The other contradiction, I see, is that you have perf_event paranoia level
and this new kptr masquerading feature which conflict with each
other.

You can be allowed to monitor at the kernel level (paranoid=1, default)
but you cannot correlate symbols:

$ perf record -e cycles:k foo

I suspect if you have this kptr thing turned on, then you need to disallow
monitoring at the kernel level too.



On Thu, May 12, 2011 at 11:07 PM, Stephane Eranian <eranian@...gle.com> wrote:
> On Thu, May 12, 2011 at 10:31 PM, Linus Torvalds
> <torvalds@...ux-foundation.org> wrote:
>>
>> On Thu, May 12, 2011 at 7:48 AM, Stephane Eranian <eranian@...gle.com> wrote:
>> >
>> > I think there is a serious problem with kernel symbol correlation
>> > with the latest perf in 2.6.39-rc7-tip.
>>
>> Yeah. It's annoying. It's a "perf" bug, though - triggered by
>> /proc/sys/kernel/kptr_restrict being set to 1.
>>
> I did not know about this new masquerading of pointers in /proc/kallsyms.
> That certainly explains the problem.
>
>>
>> The bug is that perf doesn't say "I can't match kernel symbols", but
>> instead does some crazy matching and gives total crap module
>> information (I think it just picks the one that shows up last in
>> /proc/kallsyms).
>>
> But I agree perf must not silently return bogus information. It
> should print a big warning message and/or fallback to printing the raw
> addresses. So much for having perf in the kernel source tree to
> keep things in sync...

▸ **Exercise a**
Please summarize the message in three sentences.

▸ **Stored records**
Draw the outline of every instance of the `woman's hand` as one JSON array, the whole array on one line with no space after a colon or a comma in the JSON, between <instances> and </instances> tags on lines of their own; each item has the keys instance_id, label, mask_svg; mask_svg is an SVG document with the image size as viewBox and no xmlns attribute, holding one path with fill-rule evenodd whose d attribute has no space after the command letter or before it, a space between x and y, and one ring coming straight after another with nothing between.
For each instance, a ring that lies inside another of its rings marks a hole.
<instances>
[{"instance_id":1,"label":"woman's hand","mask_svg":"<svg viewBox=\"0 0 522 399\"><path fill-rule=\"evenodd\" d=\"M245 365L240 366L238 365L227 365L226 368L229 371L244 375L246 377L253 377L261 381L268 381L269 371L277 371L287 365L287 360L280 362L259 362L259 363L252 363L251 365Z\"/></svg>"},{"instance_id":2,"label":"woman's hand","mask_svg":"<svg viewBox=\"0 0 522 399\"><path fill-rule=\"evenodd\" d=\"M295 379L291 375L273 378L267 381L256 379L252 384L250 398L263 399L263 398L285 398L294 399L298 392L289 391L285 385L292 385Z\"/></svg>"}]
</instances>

▸ **Exercise b**
Count the lines of the records that contain the string "instances", treating case as significant, and give only the number.

▸ **Complete output a**
With /proc/sys/kernel/kptr_restrict set to 1, perf fails to match kernel symbols correctly and instead gives bogus module information without any warning, which Linus Torvalds calls a perf bug and Stephane Eranian says should instead produce a big warning and/or a fallback to raw addresses. The latest writer points out that this pointer-masquerading feature conflicts with the perf_event paranoia level, since at the default paranoid=1 kernel-level monitoring is allowed but symbols cannot be correlated. The writer therefore suspects that kernel-level monitoring should also be disallowed when the kptr feature is turned on.

▸ **Complete output b**
3